YOUR INSTRUCTIONS
Rewrite the lines of the records starting at the line containing "phrase -- stage floor" and ending at the end of the records, replacing "give" with "report" and leaving everything else unchanged. Output only those lines.

RECORDS FOR THE EXERCISE
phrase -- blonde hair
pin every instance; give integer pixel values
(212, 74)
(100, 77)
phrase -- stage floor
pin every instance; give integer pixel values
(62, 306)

COMPLETE ANSWER
phrase -- stage floor
pin every instance; report integer pixel values
(62, 306)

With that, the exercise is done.